___ EXTRACTED TEXT ___

This is an archive of the discontinued LLVM Phabricator instance.

Infer known bits from dominating conditions
ClosedPublic

Authored by reames on Feb 17 2015, 3:59 PM.

Details

Summary

This patch adds limited support in ValueTracking for inferring known bits of a value from conditional expressions which must be true to reach the instruction we're trying to optimize. At this time, the feature is off by default. Once landed, I'm hoping for feedback from others on both profitability and compile time impact.

Forms of conditional value propagation have been tried in LLVM before and have failed due to compile time problems. In an attempt to side step that, this patch only considers conditions where the edge leaving the branch dominates the context instruction. Rather than walking back along the dominator tree for every value/context instruction pair, we only consider uses of the value itself when searching for useful conditions. It's also limited to only the first level call in the known bits recursion search.

Even with these restrictions, it handles many interesting cases:

  • Early exits from functions
  • Early exits from loops (for context instructions in the loop and after the check)
  • Conditions which control entry into loops, including multi-version loops (such as those produced during vectorization, IRCE, loop unswitch, etc..)

Possible applications include optimizing using information provided by constructs such as: preconditions, assumptions, null checks, & range checks.

When compiling sqlite3.c (using a Release+Asserts build), I get the following timings:
-instcombine -value-tracking-dom-conditions=1: 0.788s-0.793
-instcombine -value-tracking-dom-conditions=0: 0.771-0.773
-O3 -value-tracking-dom-conditions=1: 14.993-15.391
-O3 -value-tracking-dom-conditions=0: 14.961-14.984

There is some slightly slow down in instcombine, but the difference in the O3 times are essentially noise. I measured an outlier (which I discarded in the above) of 16.408 for "-O3 -value-tracking-dom-conditions=0".

Diff Detail

Repository
rL LLVM

Event Timeline

reames updated this revision to Diff 20111.Feb 17 2015, 3:59 PM
reames retitled this revision from to Infer known bits from dominating conditions.
reames updated this object.
reames edited the test plan for this revision. (Show Details)
reames added reviewers: nlewycky, hfinkel.
reames added a subscriber: Unknown Object (MLST).

Here are the O3 numbers for a Release build (without asserts):
-O3 -value-tracking-dom-conditions=1: 11.045-11.319
-O3 -value-tracking-dom-conditions=0: 10.989-11.300

Taking the two extremes, that's about a 300 ms difference at worst. That's about 2.7%. Given the (informally measured) variance between runs, that's within the noise.

In terms of effectiveness, this allows an extra 500 inst combines (out of ~50k). The resulting IR is slightly larger, though I can't easily determine why. The biggest difference is a lot more nsw and nuw markers are being added. It appears that instcombine is now handling some cases that LVI and GVN would have previously gotten since the stats on those drop slightly. (This has the potential of making those passes more powerful due by avoiding pass ordering issues.) I do see both loop vectorizer and memcpyopt kicking in one extra time each. I have not measured execution time of sqlite.

___

COMPLETE THE FOLLOWING
• a. Answer these about the patch review above, one line each:
(i) Which two reviewers were added to the revision?
(ii) How many extra inst combines does the change allow, and out of roughly how many?
(iii) What outlier time was measured, and for which configuration?
• b. Turn the paragraph of the patch review starting "Forms of conditional value propagation" into a short bulleted list that keeps its main facts.
• c. Supply what comes next in the patch review, picking up after its last paragraph.

___ DATA EXTRACT ___

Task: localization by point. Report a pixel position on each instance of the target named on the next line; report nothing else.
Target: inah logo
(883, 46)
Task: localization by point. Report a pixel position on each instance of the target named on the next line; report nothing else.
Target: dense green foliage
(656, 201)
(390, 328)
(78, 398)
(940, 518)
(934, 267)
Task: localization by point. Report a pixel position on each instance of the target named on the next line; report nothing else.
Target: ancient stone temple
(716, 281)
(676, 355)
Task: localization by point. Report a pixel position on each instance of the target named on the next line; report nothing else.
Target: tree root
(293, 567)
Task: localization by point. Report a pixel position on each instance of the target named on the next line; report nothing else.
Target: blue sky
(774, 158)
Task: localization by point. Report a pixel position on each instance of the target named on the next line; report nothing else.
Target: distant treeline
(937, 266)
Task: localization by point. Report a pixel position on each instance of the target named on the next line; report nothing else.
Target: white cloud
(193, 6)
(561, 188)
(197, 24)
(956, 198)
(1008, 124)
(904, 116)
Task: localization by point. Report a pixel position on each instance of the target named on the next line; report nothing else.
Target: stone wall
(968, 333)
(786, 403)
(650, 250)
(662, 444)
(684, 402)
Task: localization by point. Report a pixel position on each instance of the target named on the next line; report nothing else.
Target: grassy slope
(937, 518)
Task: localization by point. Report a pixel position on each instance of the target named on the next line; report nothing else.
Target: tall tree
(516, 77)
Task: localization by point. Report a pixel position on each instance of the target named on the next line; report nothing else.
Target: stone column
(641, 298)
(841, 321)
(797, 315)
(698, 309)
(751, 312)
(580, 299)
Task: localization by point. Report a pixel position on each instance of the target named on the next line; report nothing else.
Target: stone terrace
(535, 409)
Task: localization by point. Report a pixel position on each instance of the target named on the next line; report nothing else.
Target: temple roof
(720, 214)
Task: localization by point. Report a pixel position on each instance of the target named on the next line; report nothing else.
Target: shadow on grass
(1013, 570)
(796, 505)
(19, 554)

___

RESPONSES PER TASK
• a.
(i) nlewycky and hfinkel.
(ii) An extra 500, out of about 50k.
(iii) 16.408, for "-O3 -value-tracking-dom-conditions=0".

• b.
- Earlier attempts at conditional value propagation in LLVM failed because of compile time problems.
- To avoid this, the patch only considers conditions where the edge leaving the branch dominates the context instruction.
- Instead of walking back along the dominator tree for every value/context instruction pair, it searches only uses of the value itself for useful conditions.
- It is limited to the first-level call in the known bits recursion search.

• c.
hfinkel edited edge metadata.Feb 19 2015, 5:47 AM

Thanks for working on this!

I'd really like to see a compile-time comparison with an implementation that just walks up the dominator tree. It seems like that technique would be more powerful (because it could catch conditions where the variable is not a direct argument to the icmp). It might be manageable (with a cutoff for really deep trees, and noting that we can stop searching after we reach the definition of the variable itself).

Also, full-context patches please: http://llvm.org/docs/Phabricator.html#requesting-a-review-via-the-web-interface

lib/Analysis/ValueTracking.cpp
42 ↗(On Diff #20111)

Line too long?

498 ↗(On Diff #20111)

Please make this cutoff a command-line parameter.

510 ↗(On Diff #20111)

Why do you care that the cmp has only one use? Why not look at all of the branches that use the cmp result?

541 ↗(On Diff #20111)

Indeed, can't you share all of that logic that is used by the assume implementation?

Although to really do that you'd have to start with the dominating branches, walking up?

sanjoy added a subscriber: sanjoy.Feb 25 2015, 6:37 PM

Comments inline.

lib/Analysis/ValueTracking.cpp
498 ↗(On Diff #20111)

I remember hearing somewhere that the walking the use-list in LLVM is cache-miss'y. If (a big if) that is true, then for variables with a large number of uses you're going to spend a lot of time just skimming through the use list here. To that end, does it make sense to have this cutoff in the loop where you're looping through the use list?

508 ↗(On Diff #20111)

Nit: should be ICmpInst *Cmp. In general, I'd suggest just running this patch through clang-format before checking in.

529 ↗(On Diff #20111)

I don't think this will work if BI->getSuccessor(0) == BI->getSuccessor(1). You need to check if the false branch of BI actually branches to something other than BB0.

531 ↗(On Diff #20111)

The only other place that uses Q.DT checks to see if it isn't nullptr. Is there reason to believe that we actually have the dominator tree?

533 ↗(On Diff #20111)

Actually, it might be cleaner and more powerful to just use the BasicBlockEdge version of dominates here. dominates will also handle the case where BB0 has multiple preds but BB0 dominates all of them.

574 ↗(On Diff #20111)

Nit: should this be 'high bits in RHS'?

Responding to Sanjoy's review comments.

lib/Analysis/ValueTracking.cpp
498 ↗(On Diff #20111)

This hasn't been a measurable impact. I'd be a bit leery of effecting the code generation of the loop as well. Besides, once somethings in cache (from the first check), accessing it again (in the loop) is cheap.

510 ↗(On Diff #20111)

Compile time. I want to avoid walking potentially long use lists. I'm matching specifically the common pattern of a branch controlled by a comparison right before it. See my comment to Hal about possible future extensions.

529 ↗(On Diff #20111)

You're right. I need to account for that case. Thanks for finding this!

531 ↗(On Diff #20111)

It's checked at the top of the function. We do nothing if we don't have a dom tree.

533 ↗(On Diff #20111)

This is a good idea. Hadn't thought of that interface. Will definitely have to look into that.

574 ↗(On Diff #20111)

Will fix.

To be clear, is this a request for me to evaluate this before submission? I really don't see the need given that a) the current implementation is fast, and b) this is an experimental flag.

Yes, it is. My feeling is that this is not particularly complicated, and if it is, then there's something I'm not considering properly.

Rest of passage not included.